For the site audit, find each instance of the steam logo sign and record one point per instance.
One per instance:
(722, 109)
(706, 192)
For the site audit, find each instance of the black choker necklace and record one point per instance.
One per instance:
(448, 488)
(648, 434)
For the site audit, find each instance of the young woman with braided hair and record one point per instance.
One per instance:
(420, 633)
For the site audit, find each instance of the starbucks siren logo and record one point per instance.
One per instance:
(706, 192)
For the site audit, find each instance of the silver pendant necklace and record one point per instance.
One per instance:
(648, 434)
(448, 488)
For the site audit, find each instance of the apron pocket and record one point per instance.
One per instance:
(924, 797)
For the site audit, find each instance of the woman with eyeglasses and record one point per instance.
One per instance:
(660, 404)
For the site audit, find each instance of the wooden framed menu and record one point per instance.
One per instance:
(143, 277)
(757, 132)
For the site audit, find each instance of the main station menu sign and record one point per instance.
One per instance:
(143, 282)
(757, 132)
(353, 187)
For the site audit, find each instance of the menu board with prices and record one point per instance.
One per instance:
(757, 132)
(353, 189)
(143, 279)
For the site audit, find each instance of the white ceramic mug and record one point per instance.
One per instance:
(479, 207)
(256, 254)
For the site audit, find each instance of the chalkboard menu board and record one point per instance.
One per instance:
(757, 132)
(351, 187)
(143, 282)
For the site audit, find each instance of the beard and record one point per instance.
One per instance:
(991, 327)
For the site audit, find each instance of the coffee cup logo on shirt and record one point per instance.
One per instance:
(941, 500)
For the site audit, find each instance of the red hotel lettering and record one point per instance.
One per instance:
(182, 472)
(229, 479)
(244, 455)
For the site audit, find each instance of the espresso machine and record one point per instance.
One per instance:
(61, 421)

** Set task **
Render the items as a two-column CSV with the header columns request and points, one row per item, putting each item's text and its answer in a single quoted field apiece with line breaks replaced by spaces. Include all sixteen items.

** Worked solution **
request,points
"For the site audit, find each instance of the steam logo sign and record one point per instance. One per instance:","(722, 109) (706, 192)"
"For the site audit, find each instance of the black choker necklace and record one point per instance. One per instance:","(448, 488) (648, 434)"
"For the site audit, find each instance of the young woman with braided hair and record one point per instance. One per instance:","(420, 633)"
"For the site audit, find each instance of the starbucks siren logo and record one point per instance. One per instance:","(706, 192)"
"For the site audit, find each instance of the silver pendant necklace and record one point per instance. One per instance:","(648, 434) (448, 488)"
"For the site audit, find each instance of the apron pocket and record one point per instance. One per instance:","(924, 797)"
"For the site audit, find each instance of the woman with eyeglasses and record one point per instance. One per instance:","(660, 404)"
"For the site audit, find each instance of the wooden framed menu and record one point per instance. One per instance:","(143, 277) (757, 132)"
"For the site audit, find each instance of the main station menu sign and record one point per instance. One per instance:","(143, 282) (757, 132) (353, 187)"
"For the site audit, find each instance of the menu board with prices and record one point per instance. One per instance:","(757, 132) (353, 189) (143, 279)"
"For the site audit, find each instance of the white ceramic mug and record one point per instance. One per instance:","(479, 207) (256, 254)"
"For the site audit, find each instance of the chalkboard menu board and record one point per instance. One per instance:","(757, 132) (351, 187) (143, 282)"
"For the site audit, find each instance of the beard and record one point per instance. One per instance:","(991, 327)"
"For the site audit, find each instance of the coffee cup logo on shirt and record one point per instance. One per instance:","(941, 500)"
"For the site audit, find each instance of the red hotel lettering and record one point per instance. One per instance:","(182, 472) (229, 479) (244, 455)"
"For the site audit, find each instance of the espresso machine and record one point per instance. One per instance:","(61, 421)"